**SELECTED EXTRACT**
○ ○ ○ ○ ○ ○ ○

Anyone interested in a career within the field of nursing may be perplexed as to all the various initials and degrees or certifications necessary to become a nurse on any level, within any category. Whether you are a young person searching for a career with a future or someone who is interested in switching professions midstream, nursing offers layer upon layer of opportunities based on the level of education and number of years’ experience. If you landed here to learn about what it takes to become a nurse, understanding these categories and subsequent levels is the place to start.
A Quick Rundown
Sometimes the confusion is the result of various ways to approach a category within nursing. For example, Registered Nurses do not always need to hold a Bachelor of Science in Nursing. Some registered nurses take a two-year course at a vocational school, for example, and although they fall within the same category, that of a registered nurse, they are not exactly on the same level as one who holds a bachelor’s degree in nursing, BSN.
Also, pay rates will vary between the two levels within the category. Obviously, nurses with a four-year degree warrant a higher starting base rate than one who completed two years at much less the time, effort, and cost. That is not to say that RNs with an associate of science in nursing or a vocational RN certification is any less prepared to take on the duties within the scope of their job. With that said, one difference is often the specialization curriculum available within a 4-year degree.
A BSN Via an Alternate Route
Before getting a closer look at the three main categories, let’s look again at a nurse with a BSN. Since we began with looking at the two main ways of becoming a registered nurse, it is probably good to get a look at that alternate route available. It is also possible for someone who holds a Bachelor of Science in another discipline to take an accelerated nursing program online. This is a somewhat abbreviated way to get that degree in that the student only needs to take the core courses within nursing. It usually takes about 62 credit hours and can be accomplished in less than a year, or equivalent to two semesters.
For example, the accelerated nursing program online offered by Baylor University is available for anyone in any state but living outside the Dallas-Fort Worth area. These students are encouraged to register for on campus classes. With that said, although it’s thought of as ‘abbreviated,’ it really is in addition to the four years an applicant has already completed in another discipline. Even so, it makes switching careers easier because the student can continue in their current profession until graduation and state boards.
Finally – Those 3 Categories!

○ ○ ○ ○ ○ ○ ○

**TASKS FOR THIS EXERCISE**
• 1. Answer these questions about the nursing-career text, one line each:
(a) How long is the vocational school course that some registered nurses take?
(b) About how many credit hours does the accelerated nursing program usually take?
(c) Which university offers the accelerated nursing program online that the text uses as an example?
• 2. Can you retype the nursing-career text between "Anyone interested in" and "place to start.", inclusive?

**THE DATA**
○ ○ ○ ○ ○ ○ ○

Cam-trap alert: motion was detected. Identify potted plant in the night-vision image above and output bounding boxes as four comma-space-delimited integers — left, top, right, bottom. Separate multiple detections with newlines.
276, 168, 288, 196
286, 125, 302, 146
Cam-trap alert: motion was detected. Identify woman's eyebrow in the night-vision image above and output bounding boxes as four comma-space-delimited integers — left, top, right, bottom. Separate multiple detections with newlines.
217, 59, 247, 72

○ ○ ○ ○ ○ ○ ○

**SOLUTIONS TO THE TASKS**
• 1.
(a) Two years.
(b) About 62 credit hours.
(c) Baylor University.

• 2.
Anyone interested in a career within the field of nursing may be perplexed as to all the various initials and degrees or certifications necessary to become a nurse on any level, within any category. Whether you are a young person searching for a career with a future or someone who is interested in switching professions midstream, nursing offers layer upon layer of opportunities based on the level of education and number of years’ experience. If you landed here to learn about what it takes to become a nurse, understanding these categories and subsequent levels is the place to start.